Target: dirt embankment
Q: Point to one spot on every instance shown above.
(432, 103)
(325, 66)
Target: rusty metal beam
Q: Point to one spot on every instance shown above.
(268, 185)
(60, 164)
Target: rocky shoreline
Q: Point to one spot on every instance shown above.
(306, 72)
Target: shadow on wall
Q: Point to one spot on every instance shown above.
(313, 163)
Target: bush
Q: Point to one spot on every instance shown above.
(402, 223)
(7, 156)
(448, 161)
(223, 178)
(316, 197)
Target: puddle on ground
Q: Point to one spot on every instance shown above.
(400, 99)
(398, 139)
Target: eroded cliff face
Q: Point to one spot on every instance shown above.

--- --- ---

→ STATED PROBLEM: Write down all the entries again without a single difference.

→ SOLUTION TO THIS EXERCISE:
Target: dirt embankment
Q: Point to one spot on every instance shown above.
(432, 103)
(325, 66)
Target: rusty metal beam
Q: Point to one spot on every instance shown above.
(268, 185)
(60, 164)
Target: rocky shoreline
Q: Point to one spot on every instance shown above.
(306, 72)
Target: shadow on wall
Q: Point to one spot on every instance shown above.
(313, 163)
Target: bush
Q: Point to one spot on every instance shown above.
(402, 223)
(7, 156)
(448, 161)
(223, 178)
(316, 197)
Target: puddle on ground
Q: Point to one spot on every instance shown above.
(400, 99)
(398, 139)
Target: eroded cliff face
Q: Point to one spot on every instance shown above.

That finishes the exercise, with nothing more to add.